▶ TEXTO MOSTRADO:
__________

Eso me raya de la McDormand, que no se detiene en el instante únicamente, sus actuaciones, la mayoría de las veces, están dirigidas a dialogar sobre una violencia sutil, casi transparente, ¿no? Esa que te parte el corazón cuando descubres al grupo de jubilados de Nomadland. Entonces te la piensas, no es solamente el garrote, el arma, el insulto, la palabra soez, las jubilaciones de miseria, la educación que no alcanza, el dinero siempre ausente o el fucking sistema, es algo rancio que recorre carreteras y cañerías y se cuela hasta tu casa. Un modo de hacer, resolver, una manera de pensar, un lenguaje validado desde múltiples espacios. Vuelvo sobre Žižek cuando dice:
la violencia sistémica es algo como la famosa “materia oscura” de la física, la contraparte de una (en exceso) visible violencia subjetiva. Puede ser invisible, pero debe tomarse en cuenta si uno quiere aclarar lo que de otra manera parecen ser explosiones “irracionales” de violencia subjetiva.
Porque es fácil culpar lo evidente. Decir, por ejemplo, el “sistema”, como si ese sistema se manejara solo y no estuviese amparado por todos nosotros, como si fuese tierra de nadie o de unos poderosos ridículamente sencillos de señalar, cuando lo difícil, sobre todo en las circunstancias actuales, es ir en sentido contrario y preguntarte, ¿qué estás haciendo tú por ser más tolerante?
Partir preguntando, por ejemplo, cómo reconciliar la violencia que se escribió el día uno, el día uno de los conquistadores, está claro, los que llegaron en barcos, una hazaña gigantesca la de hacerse de un “nuevo” mundo. Incendiaron casas, construyeron otras, anularon un orden e impusieron otro, de paso, borraron tu imagen, tu lengua, tu propia forma de apropiación del paisaje. El relato es conocido, sin embargo, a la hora de mirarnos, rara vez nombramos esa violencia que nos quebró los huesos. Y entonces, ¿cómo se negocian las narrativas históricas? Si nos planteamos la posibilidad de reescribir la nuestra tomando en cuenta las diferencias, todas ellas, razas, culturas, cosmogonías, creencias, relación con el mundo animal y natural, ¿cómo comenzamos sin apropiarnos de una historia que hoy mismo desconocemos? ¿Somos conscientes de la distancia que separa, por ejemplo, el relato de una mujer occidentalizada por ese proceso colonizador que comenzó hace ya doscientos años y una mujer quizás esclava, quizás indígena, quizás negra, a quien esa misma narrativa anuló y dio por inexistente en cuanto ciudadana, sujeto de derechos? No es banal que nos preguntemos esto cuando América Latina cruje por todas partes.

__________

▶ ÍTEMS SIN PROCESAR:
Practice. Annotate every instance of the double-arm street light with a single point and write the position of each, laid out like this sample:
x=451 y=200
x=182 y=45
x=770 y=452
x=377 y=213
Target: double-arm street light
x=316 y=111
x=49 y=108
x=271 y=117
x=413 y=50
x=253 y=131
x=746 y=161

__________

▶ CONSIGNAS:
1. ¿Con qué compara Žižek la violencia sistémica, según la cita del texto?
2. Transcribe el fragmento del texto que comienza con las palabras que contienen "Porque es fácil" y concluye con "ser más tolerante?".
Resuelve cada consigna basándote solo en el texto.

▶ TAREAS RESUELTAS:
1. Con la famosa "materia oscura" de la física.

2.
Porque es fácil culpar lo evidente. Decir, por ejemplo, el “sistema”, como si ese sistema se manejara solo y no estuviese amparado por todos nosotros, como si fuese tierra de nadie o de unos poderosos ridículamente sencillos de señalar, cuando lo difícil, sobre todo en las circunstancias actuales, es ir en sentido contrario y preguntarte, ¿qué estás haciendo tú por ser más tolerante?